# Set problem
Return the following listing line for line, without any changes.

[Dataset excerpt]
===============

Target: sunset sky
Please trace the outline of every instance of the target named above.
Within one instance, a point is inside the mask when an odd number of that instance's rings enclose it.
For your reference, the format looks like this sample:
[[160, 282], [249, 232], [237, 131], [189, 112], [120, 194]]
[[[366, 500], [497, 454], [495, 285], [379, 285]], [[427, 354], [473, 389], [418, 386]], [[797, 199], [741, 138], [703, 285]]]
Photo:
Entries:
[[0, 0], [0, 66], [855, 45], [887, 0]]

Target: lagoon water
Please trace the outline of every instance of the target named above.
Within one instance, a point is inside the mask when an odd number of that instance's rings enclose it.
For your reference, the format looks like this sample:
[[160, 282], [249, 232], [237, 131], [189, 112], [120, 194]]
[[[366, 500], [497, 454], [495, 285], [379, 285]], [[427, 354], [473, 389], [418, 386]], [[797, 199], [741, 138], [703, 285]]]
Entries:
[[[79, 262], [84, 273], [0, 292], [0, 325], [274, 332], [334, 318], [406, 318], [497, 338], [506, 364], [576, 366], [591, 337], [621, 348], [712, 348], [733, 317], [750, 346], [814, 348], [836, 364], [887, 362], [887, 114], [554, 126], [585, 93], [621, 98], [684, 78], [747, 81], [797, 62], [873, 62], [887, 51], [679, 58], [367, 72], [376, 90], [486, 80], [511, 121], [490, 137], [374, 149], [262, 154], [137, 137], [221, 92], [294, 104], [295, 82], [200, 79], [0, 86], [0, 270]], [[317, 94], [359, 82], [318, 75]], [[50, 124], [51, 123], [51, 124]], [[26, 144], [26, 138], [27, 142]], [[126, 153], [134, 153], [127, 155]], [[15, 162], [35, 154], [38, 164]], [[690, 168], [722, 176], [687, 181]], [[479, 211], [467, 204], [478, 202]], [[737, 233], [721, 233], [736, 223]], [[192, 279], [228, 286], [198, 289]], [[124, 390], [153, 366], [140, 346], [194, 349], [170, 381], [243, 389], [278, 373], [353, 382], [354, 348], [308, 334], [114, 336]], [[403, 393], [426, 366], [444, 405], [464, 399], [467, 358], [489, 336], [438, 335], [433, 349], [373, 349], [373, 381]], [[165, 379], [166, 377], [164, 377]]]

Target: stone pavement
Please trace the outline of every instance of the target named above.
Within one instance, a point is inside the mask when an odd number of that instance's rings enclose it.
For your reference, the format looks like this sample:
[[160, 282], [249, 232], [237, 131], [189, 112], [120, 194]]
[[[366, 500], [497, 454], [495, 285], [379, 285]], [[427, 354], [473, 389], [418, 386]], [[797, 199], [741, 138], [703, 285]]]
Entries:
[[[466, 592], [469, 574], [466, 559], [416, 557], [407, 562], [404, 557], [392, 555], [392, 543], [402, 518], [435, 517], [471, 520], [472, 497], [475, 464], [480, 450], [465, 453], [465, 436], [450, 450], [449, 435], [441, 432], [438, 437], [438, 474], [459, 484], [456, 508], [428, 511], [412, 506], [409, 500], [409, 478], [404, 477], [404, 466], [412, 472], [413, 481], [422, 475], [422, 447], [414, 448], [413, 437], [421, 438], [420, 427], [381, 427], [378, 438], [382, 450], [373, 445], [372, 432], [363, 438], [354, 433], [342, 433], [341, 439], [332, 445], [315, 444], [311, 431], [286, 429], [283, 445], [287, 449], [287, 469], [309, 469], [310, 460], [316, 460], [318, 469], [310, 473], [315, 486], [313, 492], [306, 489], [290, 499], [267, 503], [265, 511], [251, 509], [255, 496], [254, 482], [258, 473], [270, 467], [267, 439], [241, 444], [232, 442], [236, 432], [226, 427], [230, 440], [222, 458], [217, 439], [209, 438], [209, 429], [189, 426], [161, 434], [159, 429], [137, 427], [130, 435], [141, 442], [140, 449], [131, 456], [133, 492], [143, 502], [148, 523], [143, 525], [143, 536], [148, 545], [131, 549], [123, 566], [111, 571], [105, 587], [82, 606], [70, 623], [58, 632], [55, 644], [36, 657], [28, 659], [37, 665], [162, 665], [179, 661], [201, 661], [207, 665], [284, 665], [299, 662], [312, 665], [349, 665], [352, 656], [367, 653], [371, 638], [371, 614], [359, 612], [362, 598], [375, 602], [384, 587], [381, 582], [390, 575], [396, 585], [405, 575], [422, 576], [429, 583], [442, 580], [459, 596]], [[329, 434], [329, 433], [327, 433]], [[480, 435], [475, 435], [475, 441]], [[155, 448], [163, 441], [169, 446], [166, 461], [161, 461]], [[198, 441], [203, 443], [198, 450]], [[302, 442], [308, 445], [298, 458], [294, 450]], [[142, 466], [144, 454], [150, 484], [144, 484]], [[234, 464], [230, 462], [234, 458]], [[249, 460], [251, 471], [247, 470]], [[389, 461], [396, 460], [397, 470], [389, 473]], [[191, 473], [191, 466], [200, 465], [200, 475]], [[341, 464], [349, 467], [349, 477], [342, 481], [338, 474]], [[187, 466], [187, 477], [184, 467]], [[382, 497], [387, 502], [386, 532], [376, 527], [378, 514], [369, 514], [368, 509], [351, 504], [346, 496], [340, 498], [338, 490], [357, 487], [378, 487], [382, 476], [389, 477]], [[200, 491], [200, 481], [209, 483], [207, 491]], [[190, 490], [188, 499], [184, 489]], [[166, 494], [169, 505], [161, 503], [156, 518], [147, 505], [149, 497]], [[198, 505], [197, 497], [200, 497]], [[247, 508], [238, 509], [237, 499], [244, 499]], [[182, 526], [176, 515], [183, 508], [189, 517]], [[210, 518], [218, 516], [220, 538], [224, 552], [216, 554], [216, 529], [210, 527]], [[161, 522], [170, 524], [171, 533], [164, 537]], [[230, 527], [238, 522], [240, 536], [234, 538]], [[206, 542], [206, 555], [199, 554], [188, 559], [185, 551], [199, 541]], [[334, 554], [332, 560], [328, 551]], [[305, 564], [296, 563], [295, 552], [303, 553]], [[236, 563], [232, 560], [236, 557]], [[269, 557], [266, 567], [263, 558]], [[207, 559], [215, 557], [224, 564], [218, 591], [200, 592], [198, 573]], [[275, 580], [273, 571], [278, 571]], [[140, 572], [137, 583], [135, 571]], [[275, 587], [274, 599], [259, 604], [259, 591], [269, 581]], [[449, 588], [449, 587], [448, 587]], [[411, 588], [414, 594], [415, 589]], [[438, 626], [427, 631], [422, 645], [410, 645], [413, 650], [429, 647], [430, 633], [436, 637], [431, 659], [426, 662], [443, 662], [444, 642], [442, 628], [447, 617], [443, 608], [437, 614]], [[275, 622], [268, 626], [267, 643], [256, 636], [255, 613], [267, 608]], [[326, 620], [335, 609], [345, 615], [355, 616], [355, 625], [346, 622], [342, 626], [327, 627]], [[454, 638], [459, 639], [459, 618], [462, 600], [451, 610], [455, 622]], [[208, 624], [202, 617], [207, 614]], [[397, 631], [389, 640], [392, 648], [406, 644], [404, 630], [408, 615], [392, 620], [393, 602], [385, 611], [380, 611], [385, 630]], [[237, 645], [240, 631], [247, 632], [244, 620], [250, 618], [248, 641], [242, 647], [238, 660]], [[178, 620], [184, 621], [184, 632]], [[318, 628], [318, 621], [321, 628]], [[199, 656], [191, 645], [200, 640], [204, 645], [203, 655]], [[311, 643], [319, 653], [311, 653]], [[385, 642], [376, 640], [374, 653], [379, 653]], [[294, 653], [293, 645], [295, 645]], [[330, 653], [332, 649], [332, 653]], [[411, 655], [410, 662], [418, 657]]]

===============

# Final result
Target: sunset sky
Please trace the outline of every instance of the target named above.
Within one instance, a point is inside the mask when an odd number of that instance's rings enclose it.
For your reference, the format looks like this sample:
[[160, 282], [249, 232], [237, 131], [189, 112], [120, 194]]
[[[366, 500], [497, 454], [495, 285], [379, 285]], [[427, 354], [473, 389], [418, 386]], [[797, 199], [741, 138], [703, 285]]]
Photo:
Entries:
[[0, 0], [0, 66], [855, 45], [887, 0]]

Target: lagoon water
Please trace the outline of every instance of the target named above.
Within one instance, a point is inside the mask when an odd number of that instance's rings enclose it.
For your reference, the format looks like this sample:
[[160, 282], [249, 232], [237, 131], [189, 112], [120, 194]]
[[[366, 500], [497, 454], [495, 285], [379, 285]], [[427, 354], [473, 389], [418, 386]], [[797, 199], [741, 138], [703, 285]]]
Entries:
[[[79, 262], [84, 273], [0, 292], [0, 325], [274, 332], [334, 318], [406, 318], [497, 338], [506, 364], [576, 366], [591, 337], [621, 348], [712, 348], [733, 317], [750, 346], [814, 348], [836, 364], [887, 362], [887, 114], [554, 126], [585, 93], [621, 98], [684, 78], [747, 81], [797, 62], [873, 62], [887, 51], [679, 58], [367, 72], [376, 90], [486, 80], [511, 121], [490, 137], [374, 149], [262, 154], [137, 137], [221, 92], [294, 104], [295, 82], [200, 79], [0, 86], [0, 270]], [[317, 94], [359, 82], [318, 75]], [[50, 124], [51, 123], [51, 124]], [[26, 144], [26, 138], [27, 142]], [[126, 153], [134, 153], [127, 155]], [[15, 162], [35, 154], [38, 164]], [[690, 168], [722, 176], [687, 181]], [[479, 211], [467, 204], [478, 202]], [[737, 233], [721, 233], [736, 223]], [[192, 279], [228, 286], [198, 289]], [[124, 390], [153, 366], [140, 346], [194, 349], [170, 381], [243, 389], [278, 373], [353, 382], [354, 348], [308, 334], [114, 336]], [[403, 393], [426, 366], [444, 405], [464, 399], [467, 358], [489, 336], [438, 335], [433, 349], [373, 349], [373, 381]], [[165, 379], [166, 377], [164, 377]]]

Target: stone pavement
Please trace the outline of every instance of the target named above.
Within one instance, a point is inside the mask when an odd number of that instance's rings enclose it.
For your reference, the format looks like this sample:
[[160, 282], [249, 232], [237, 131], [189, 112], [120, 194]]
[[[366, 500], [497, 454], [495, 285], [379, 285]], [[427, 354], [473, 389], [418, 386]], [[797, 199], [741, 138], [703, 285]]]
Entries:
[[[466, 592], [469, 574], [466, 559], [416, 557], [407, 562], [404, 557], [392, 555], [392, 543], [402, 518], [435, 517], [471, 520], [472, 497], [475, 464], [480, 450], [465, 453], [465, 436], [450, 450], [449, 435], [441, 432], [438, 437], [438, 474], [459, 484], [456, 508], [428, 511], [412, 506], [409, 500], [409, 478], [404, 477], [404, 466], [412, 472], [413, 481], [422, 475], [422, 447], [414, 448], [413, 437], [421, 438], [420, 427], [381, 427], [378, 438], [382, 450], [373, 445], [372, 432], [363, 438], [354, 433], [342, 433], [341, 439], [332, 445], [315, 444], [311, 431], [286, 429], [283, 445], [287, 449], [287, 469], [309, 469], [310, 460], [316, 460], [318, 469], [310, 473], [315, 486], [313, 492], [306, 489], [290, 499], [267, 503], [265, 511], [251, 509], [255, 496], [254, 482], [258, 473], [270, 467], [267, 439], [241, 444], [232, 442], [236, 432], [226, 427], [230, 440], [222, 458], [217, 439], [209, 438], [209, 429], [189, 426], [161, 434], [159, 429], [137, 427], [130, 435], [141, 442], [140, 449], [131, 456], [133, 492], [143, 502], [148, 523], [143, 525], [143, 536], [148, 545], [131, 549], [123, 566], [111, 571], [105, 587], [82, 606], [70, 623], [58, 632], [55, 644], [36, 657], [28, 659], [37, 665], [162, 665], [179, 661], [201, 661], [207, 665], [284, 665], [299, 662], [312, 665], [349, 665], [352, 656], [367, 653], [371, 638], [371, 614], [359, 612], [362, 598], [375, 602], [384, 587], [381, 582], [390, 575], [396, 585], [405, 575], [422, 576], [429, 583], [442, 580], [459, 596]], [[329, 434], [329, 433], [327, 433]], [[480, 435], [475, 435], [475, 441]], [[155, 448], [163, 441], [169, 446], [166, 461], [161, 461]], [[198, 441], [203, 443], [198, 450]], [[302, 442], [308, 445], [298, 458], [294, 450]], [[142, 466], [144, 454], [150, 484], [144, 484]], [[234, 464], [230, 462], [234, 458]], [[249, 460], [251, 471], [247, 470]], [[389, 461], [396, 460], [397, 470], [389, 473]], [[191, 473], [191, 466], [200, 465], [200, 475]], [[341, 464], [349, 467], [349, 477], [342, 481], [338, 474]], [[187, 466], [187, 477], [184, 467]], [[382, 497], [387, 502], [386, 532], [376, 527], [378, 514], [369, 514], [368, 509], [351, 504], [346, 496], [340, 498], [338, 490], [357, 487], [378, 487], [382, 476], [389, 477]], [[200, 491], [200, 481], [209, 483], [207, 491]], [[190, 490], [188, 499], [184, 489]], [[166, 494], [169, 505], [161, 503], [156, 518], [147, 505], [149, 497]], [[198, 505], [197, 497], [200, 497]], [[247, 508], [238, 509], [237, 499], [244, 499]], [[182, 526], [176, 515], [183, 508], [189, 517]], [[210, 518], [218, 516], [220, 538], [224, 552], [216, 554], [216, 529], [210, 527]], [[161, 522], [170, 524], [171, 533], [164, 537]], [[230, 527], [238, 522], [240, 536], [234, 538]], [[206, 542], [206, 555], [199, 554], [188, 559], [185, 551], [199, 541]], [[334, 554], [332, 560], [328, 551]], [[305, 564], [296, 563], [295, 552], [303, 553]], [[236, 563], [232, 560], [236, 557]], [[269, 557], [266, 567], [263, 558]], [[207, 559], [215, 557], [224, 564], [218, 591], [200, 592], [198, 573]], [[275, 580], [273, 571], [278, 571]], [[140, 572], [137, 583], [135, 571]], [[275, 587], [274, 599], [259, 604], [259, 591], [269, 581]], [[449, 588], [449, 587], [448, 587]], [[411, 588], [414, 594], [415, 589]], [[438, 626], [427, 631], [422, 645], [410, 645], [413, 650], [429, 647], [430, 633], [436, 637], [431, 659], [426, 662], [443, 662], [444, 642], [442, 628], [447, 617], [443, 608], [437, 614]], [[275, 622], [268, 626], [267, 643], [256, 636], [255, 613], [267, 608]], [[326, 620], [335, 609], [345, 615], [355, 616], [355, 625], [346, 622], [342, 626], [327, 627]], [[454, 638], [459, 639], [459, 618], [462, 600], [451, 610], [455, 622]], [[208, 624], [202, 617], [207, 614]], [[397, 631], [389, 640], [392, 648], [406, 644], [404, 630], [408, 615], [392, 620], [393, 602], [385, 611], [380, 611], [385, 630]], [[237, 645], [240, 631], [247, 632], [244, 620], [250, 618], [248, 641], [242, 647], [238, 660]], [[178, 620], [184, 621], [184, 632]], [[318, 628], [318, 621], [321, 628]], [[199, 656], [191, 645], [200, 640], [204, 645], [203, 655]], [[311, 643], [319, 653], [311, 653]], [[385, 642], [376, 640], [374, 653], [379, 653]], [[294, 653], [293, 645], [295, 645]], [[330, 653], [332, 649], [332, 653]], [[411, 655], [410, 662], [418, 657]]]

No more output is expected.